* Task statement:
Copy the records below word for word, keeping every line and symbol unchanged.

* Supplied data:
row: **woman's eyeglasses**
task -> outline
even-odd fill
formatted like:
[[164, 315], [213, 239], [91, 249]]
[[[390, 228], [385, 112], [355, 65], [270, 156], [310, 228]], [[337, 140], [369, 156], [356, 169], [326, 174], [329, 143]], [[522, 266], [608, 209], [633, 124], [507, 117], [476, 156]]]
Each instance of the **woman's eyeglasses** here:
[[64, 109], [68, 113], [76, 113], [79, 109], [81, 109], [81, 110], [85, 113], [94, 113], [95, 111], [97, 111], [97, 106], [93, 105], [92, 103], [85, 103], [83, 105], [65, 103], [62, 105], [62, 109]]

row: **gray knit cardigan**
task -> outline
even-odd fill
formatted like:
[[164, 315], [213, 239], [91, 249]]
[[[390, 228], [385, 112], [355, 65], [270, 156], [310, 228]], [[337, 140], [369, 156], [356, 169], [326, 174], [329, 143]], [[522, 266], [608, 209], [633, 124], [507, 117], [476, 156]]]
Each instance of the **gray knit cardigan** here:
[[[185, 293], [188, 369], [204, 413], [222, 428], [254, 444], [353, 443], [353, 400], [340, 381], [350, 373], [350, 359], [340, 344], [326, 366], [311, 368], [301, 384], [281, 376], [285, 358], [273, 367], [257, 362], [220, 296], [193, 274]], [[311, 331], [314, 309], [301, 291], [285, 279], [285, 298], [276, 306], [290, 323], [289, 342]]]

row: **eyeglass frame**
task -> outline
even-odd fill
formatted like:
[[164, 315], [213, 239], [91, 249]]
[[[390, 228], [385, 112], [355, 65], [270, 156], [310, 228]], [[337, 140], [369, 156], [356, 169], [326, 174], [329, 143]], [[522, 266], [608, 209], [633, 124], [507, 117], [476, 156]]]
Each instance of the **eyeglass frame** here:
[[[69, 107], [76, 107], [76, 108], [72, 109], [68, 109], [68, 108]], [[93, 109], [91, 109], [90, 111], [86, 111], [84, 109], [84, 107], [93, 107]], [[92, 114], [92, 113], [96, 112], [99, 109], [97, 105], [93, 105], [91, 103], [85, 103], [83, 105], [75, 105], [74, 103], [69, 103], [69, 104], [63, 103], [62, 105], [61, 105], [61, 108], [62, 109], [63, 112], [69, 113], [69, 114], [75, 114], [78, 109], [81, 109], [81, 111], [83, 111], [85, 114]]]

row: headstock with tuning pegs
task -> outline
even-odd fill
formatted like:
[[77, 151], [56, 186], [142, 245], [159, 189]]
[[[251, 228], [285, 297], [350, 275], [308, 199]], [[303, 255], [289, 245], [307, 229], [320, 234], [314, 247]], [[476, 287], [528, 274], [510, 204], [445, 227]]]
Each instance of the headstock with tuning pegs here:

* Response to this exercise:
row: **woman's eyeglasses**
task -> outline
even-odd fill
formatted like:
[[164, 315], [213, 239], [91, 249]]
[[[390, 228], [385, 112], [355, 65], [270, 156], [310, 228]], [[337, 140], [369, 156], [356, 169], [326, 174], [329, 143]], [[522, 266], [608, 209], [633, 124], [507, 117], [476, 156]]]
Each instance of the **woman's eyeglasses** here:
[[64, 109], [68, 113], [76, 113], [79, 109], [81, 109], [81, 110], [85, 113], [94, 113], [95, 111], [97, 111], [97, 106], [93, 105], [92, 103], [85, 103], [83, 105], [65, 103], [62, 105], [62, 109]]

row: **gray knit cardigan**
task -> outline
even-odd fill
formatted like:
[[164, 315], [213, 239], [91, 249]]
[[[390, 228], [385, 112], [355, 65], [270, 156], [310, 228]], [[337, 140], [369, 156], [356, 169], [326, 174], [329, 143]], [[522, 266], [608, 209], [633, 124], [507, 117], [476, 156]]]
Each instance of the **gray knit cardigan** here:
[[[185, 293], [188, 369], [204, 413], [222, 428], [254, 444], [353, 443], [353, 400], [340, 381], [350, 373], [350, 359], [340, 344], [326, 366], [311, 368], [301, 384], [281, 376], [285, 358], [273, 367], [257, 362], [220, 296], [193, 274]], [[311, 331], [314, 309], [301, 291], [285, 279], [285, 298], [276, 306], [290, 323], [289, 342]]]

row: **eyeglass frame**
task -> outline
even-odd fill
formatted like:
[[164, 315], [213, 239], [91, 249]]
[[[390, 228], [385, 112], [355, 65], [270, 156], [310, 228]], [[337, 140], [369, 156], [356, 169], [326, 174], [329, 143]], [[522, 266], [608, 209], [633, 124], [507, 117], [476, 156]]]
Each instance of the **eyeglass frame** here:
[[[69, 107], [76, 107], [76, 108], [72, 109], [68, 109], [68, 108]], [[93, 109], [91, 109], [90, 111], [86, 111], [84, 109], [84, 107], [93, 107]], [[92, 114], [92, 113], [96, 112], [99, 109], [97, 105], [93, 105], [91, 103], [85, 103], [83, 105], [75, 105], [74, 103], [69, 103], [69, 104], [63, 103], [62, 105], [61, 105], [61, 108], [62, 109], [63, 112], [69, 113], [69, 114], [75, 114], [78, 109], [81, 109], [81, 111], [83, 111], [85, 114]]]

row: headstock with tuning pegs
task -> outline
even-odd fill
formatted like:
[[77, 151], [56, 186], [142, 245], [159, 189]]
[[[251, 228], [285, 297], [350, 275], [308, 199]], [[303, 255], [289, 245], [307, 229], [320, 234], [314, 247]], [[476, 287], [528, 274], [510, 204], [445, 227]]]
Each instance of the headstock with tuning pegs here:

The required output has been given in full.